— Short task —
Transcribe the passage of the book review from "Following the footsteps" to "this little-seen world.", keeping every word and punctuation mark unchanged.

--- Extracted text ---

“Behind the scenes”, “the inside story”: many F1 books promise a warts-and-all account of the sport. Marc Priestley’s “The Mechanic” is one of few which delivers.
Following the footsteps of Alf Francis in the fifties and Steve Matchett in the nineties, the former McLaren mechanic gives a rare and frank account of this little-seen world.
As was the case with Matchett’s first book on the 1994 F1 season, Priestly offers a first-hand account of one of the sport’s most seismic controversies. In this case it’s the Spygate row which rocked the championship ten years ago, saw McLaren excluded from the championship and fined a staggering $100 million for acquiring and using Ferrari intellectual property.
But if that meets your definition of improper behaviour you will gain an entirely new perspective from Priestley’s outrageous tales of debauchery, drug-taking and – in one particularly appalling anecdote – defecation.
There will be many people who wish this book hadn’t been published and quite a few of them will work in Woking. So it’s no great surprise that names are used sparingly in places.

--- Data entries ---

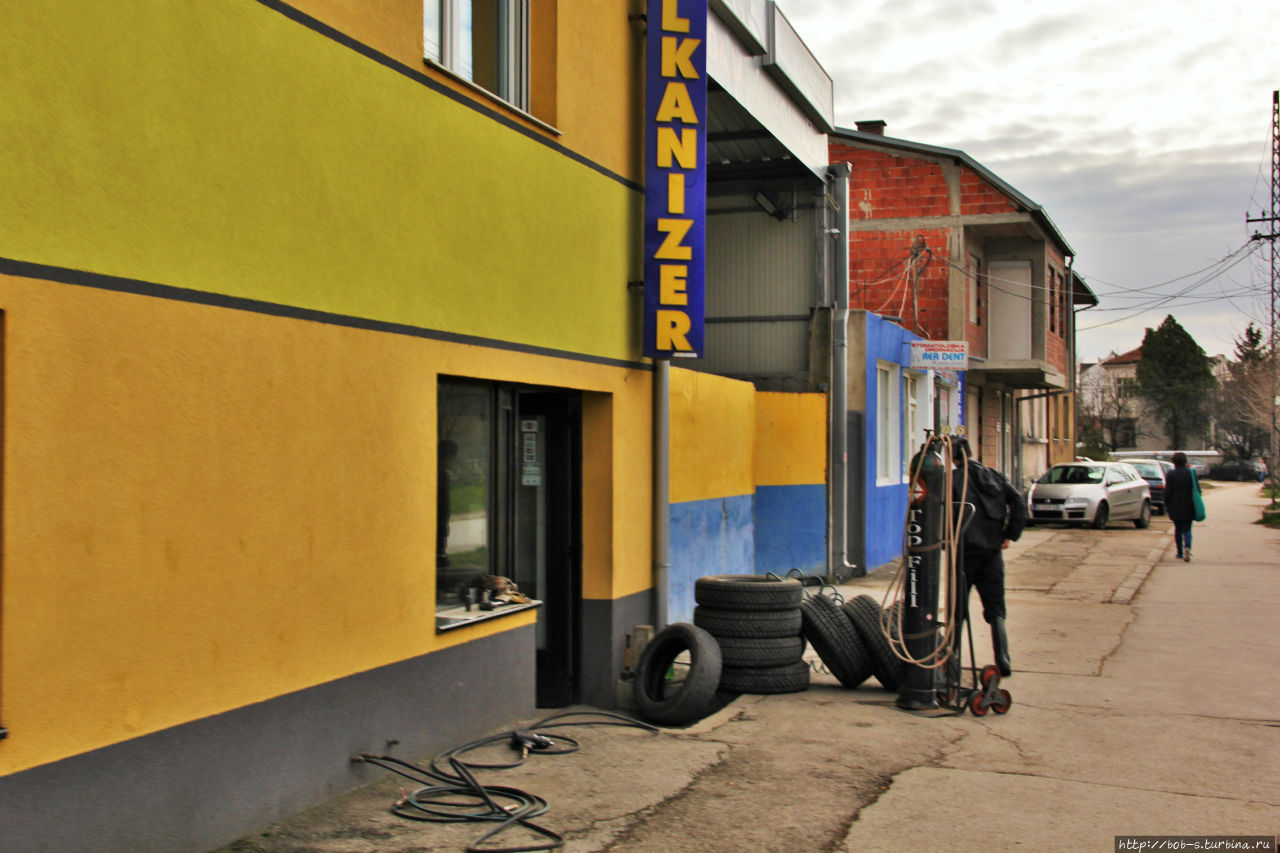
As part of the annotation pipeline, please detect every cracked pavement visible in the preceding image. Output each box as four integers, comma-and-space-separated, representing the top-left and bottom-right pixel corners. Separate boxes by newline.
224, 484, 1280, 853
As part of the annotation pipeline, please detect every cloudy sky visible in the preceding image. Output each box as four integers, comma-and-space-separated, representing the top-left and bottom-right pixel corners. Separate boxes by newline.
778, 0, 1280, 361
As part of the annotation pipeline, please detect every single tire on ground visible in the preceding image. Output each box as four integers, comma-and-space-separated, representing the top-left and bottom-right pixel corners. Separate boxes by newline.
721, 661, 809, 694
800, 594, 872, 688
694, 606, 800, 638
694, 575, 804, 610
716, 634, 804, 669
844, 596, 902, 690
632, 622, 723, 726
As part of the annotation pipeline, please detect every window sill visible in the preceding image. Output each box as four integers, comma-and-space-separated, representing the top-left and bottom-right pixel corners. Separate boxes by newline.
435, 601, 543, 634
422, 56, 563, 136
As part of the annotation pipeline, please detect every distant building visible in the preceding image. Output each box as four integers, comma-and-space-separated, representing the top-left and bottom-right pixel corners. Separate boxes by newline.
831, 122, 1097, 525
1079, 347, 1228, 452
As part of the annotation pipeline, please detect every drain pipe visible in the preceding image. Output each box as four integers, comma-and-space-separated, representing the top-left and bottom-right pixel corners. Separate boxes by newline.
653, 359, 671, 630
827, 163, 865, 576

---

— Result of the task —
Following the footsteps of Alf Francis in the fifties and Steve Matchett in the nineties, the former McLaren mechanic gives a rare and frank account of this little-seen world.